* [Texte à lire]

Dossier : IMM-889-05

Référence : 2006 CF 274

Ottawa (Ontario), le 2 mars 2006

EN PRÉSENCE DE MONSIEUR LE JUGE PHELAN

 

 

ENTRE :

PAULINA RODRIGUEZ MARTINEZ

demanderesse

et

 

LE MINISTRE DE LA CITOYENNETÉ ET DE L’IMMIGRATION

défendeur

 

MOTIFS DU JUGEMENT ET JUGEMENT

 

[1]               Il s’agit d’une demande de contrôle judiciaire d’une décision en date du 27 janvier 2005 rendue par la Section de la protection des réfugiés (la SPR) de la Commission de l’immigration et du statut de réfugié (la CISR), dans laquelle la demanderesse (Paulina Rodriguez Martinez) s’est vu refuser la qualité de réfugiée. La CISR a jugé non crédible le récit de la demanderesse et a conclu ce qui suit en rejetant sa demande : « [a]ux termes du paragraphe 107(2) de la [Loi sur l’immigration et la protection des réfugiés], je suis tenue d’affirmer que la présente demande d’asile n’a aucun minimum de fondement ».

[2]               La demanderesse a demandé l’asile en alléguant qu’elle craignait de faire l’objet de persécution, sous forme d’assassinat, de viol à répétition, de menaces ou d’enlèvement, aux mains de son ancien patron, et ce, du fait de son appartenance à un groupe social, à savoir les femmes victimes de violence.

 

[3]               La CISR a conclu que le récit de la demanderesse n’était pas crédible pour les raisons suivantes :

·                    ses réponses étaient évasives;

·                    elle a invoqué de nouveaux motifs – selon lesquels son patron s’était livré à des tractations illicites dont elle avait eu connaissance – sans pouvoir expliquer de façon satisfaisante pourquoi elle ne les avait pas avancés plus tôt;

·                    son récit allait contre le bon sens;

·                    il y avait d’importantes contradictions entre son dossier de l’interrogatoire, son FRP et son témoignage oral;

·                    le rapport du psychologue qu’elle a soumis n’était pas digne de foi.

 

[4]               L’enlèvement et le viol, dans lesquels son ancien patron aurait été impliqué selon elle, étaient au cœur de la crainte de la demanderesse. Le dossier de l’interrogatoire de la demanderesse révèle qu’au début, lorsqu’on lui a demandé pourquoi elle soupçonnait son patron d’avoir été impliqué dans son enlèvement, elle a répondu que des évènements étranges avaient commencé à se produire après qu’elle a quitté son emploi, c’est-à-dire qu’elle a reçu des menaces par téléphone et que son petit ami a été battu. Plus tard, dans son FRP et dans son témoignage devant la CISR, la demanderesse a indiqué qu’elle savait que son ancien patron était impliqué parce qu’elle avait entendu sa voix lorsqu’elle était avec son ravisseur.

* [Consignes de l'exercice]
(1) Citez à l'identique, parmi les enregistrements, les lignes allant de celle qui contient « Put a point on every instance of the winter » jusqu'à celle qui contient « [(889, 132)] », celle-ci comprise.
(2) Poursuivez le texte sur le contrôle judiciaire de la demande d'asile à partir de l'endroit où il s'arrête.

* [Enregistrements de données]
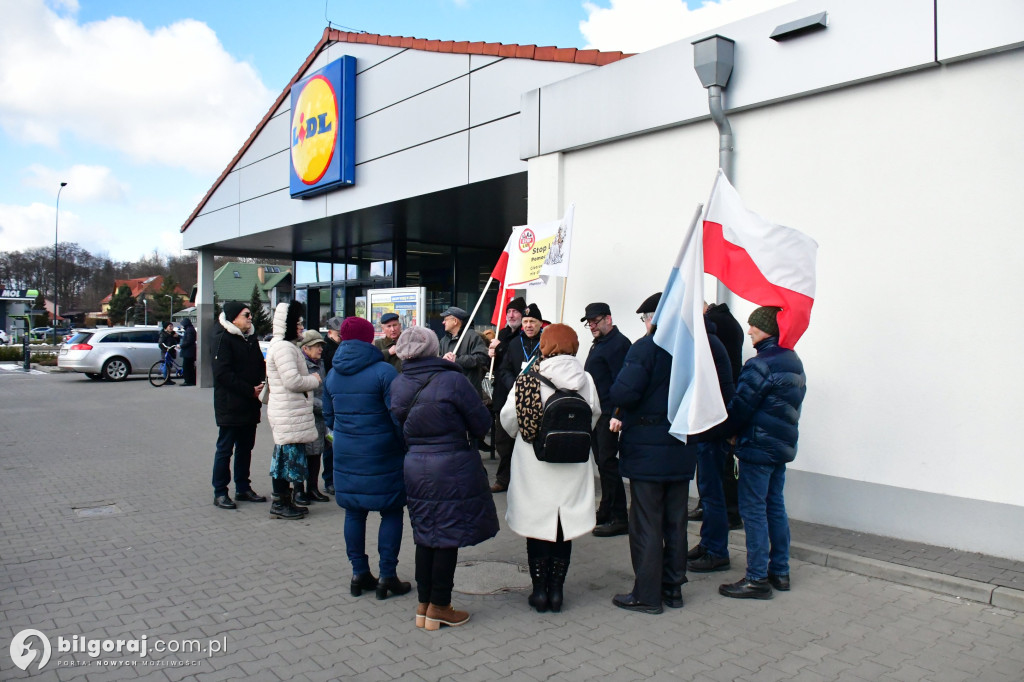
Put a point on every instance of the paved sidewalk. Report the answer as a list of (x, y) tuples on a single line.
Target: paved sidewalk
[(108, 531)]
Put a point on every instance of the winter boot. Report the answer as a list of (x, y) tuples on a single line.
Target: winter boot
[(540, 566), (556, 580), (283, 508)]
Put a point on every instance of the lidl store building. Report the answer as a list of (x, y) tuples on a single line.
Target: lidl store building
[(889, 132)]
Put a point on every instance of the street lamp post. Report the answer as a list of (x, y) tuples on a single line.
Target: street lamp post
[(56, 222)]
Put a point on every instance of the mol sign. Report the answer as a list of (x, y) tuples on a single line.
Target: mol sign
[(323, 139)]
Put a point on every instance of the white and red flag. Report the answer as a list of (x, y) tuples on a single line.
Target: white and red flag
[(505, 296), (759, 260)]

* [Réponses aux consignes]
(1)
Put a point on every instance of the winter boot. Report the answer as a list of (x, y) tuples on a single line.
Target: winter boot
[(540, 566), (556, 580), (283, 508)]
Put a point on every instance of the lidl store building. Report the answer as a list of (x, y) tuples on a single line.
Target: lidl store building
[(889, 132)]

(2)
[5]               Il est reconnu que la norme de contrôle applicable aux conclusions de la CISR relatives à la crédibilité telles que les conclusions en l’espèce est la norme de la décision manifestement déraisonnable. (Voir Aguebor c. Ministre de l’Emploi et de l’Immigration, [1993] A.C.F. no 732 (C.A.F.) (QL).)

 

[6]               Dans sa décision, la CISR a satisfait aux critères qui doivent être remplis pour qu’un tribunal fasse preuve de retenue à l’égard d’une conclusion relative à la crédibilité tirée par la CISR :

·                    elle a fourni des motifs valables à l’appui de sa conclusion quant au manque de crédibilité;

·                    les inférences qu’elle a tirées reposent sur des conclusions plausibles;

·                    les inférences qu’elle a tirées sont étayées par la preuve;

·                    les conclusions de fait n’ont pas été tirées de façon abusive, arbitraire ou sans tenir compte des éléments de preuve.

(Voir Bains c. Canada (Ministre de la Citoyenneté et de l’Immigration), [1998] A.C.F. no 1144 (QL), au paragraphe 11.)

 

[7]               La CISR a eu tout à fait raison de mettre en doute la crédibilité du récit de la demanderesse au sujet de l’enlèvement. Si sa crainte était fondée sur le rôle de son ancien patron, on serait en droit de s’attendre à ce que la demanderesse dise dès le départ qu’elle savait que celui-ci était impliqué parce qu’elle avait entendu sa voix pendant l’enlèvement. De même, je ne trouve aucun motif me permettant de remettre en question les autres aspects des conclusions générales tirées par la CISR au sujet de la crédibilité.

 

[8]               La demanderesse a soulevé une question de droit concernant le paragraphe 107(2) de la Loi. Plus précisément, la demanderesse reproche à la CISR d’avoir commis une erreur de droit parce que, avant de déclarer que « la présente demande d’asile n’a aucun minimum de fondement », la CISR a dit ne pas disposer] « […] d’éléments suffisants crédibles et dignes de foi sur lesquels j’aurais pu me fonder pour rendre une décision favorable».

 

[9]               Le paragraphe 107(2) est rédigé ainsi :

107. (2) Si elle estime, en cas de rejet, qu’il n’a été présenté aucun élément de preuve crédible ou digne de foi sur lequel elle aurait pu fonder une décision favorable, la section doit faire état dans sa décision de l’absence de minimum de fondement de la demande.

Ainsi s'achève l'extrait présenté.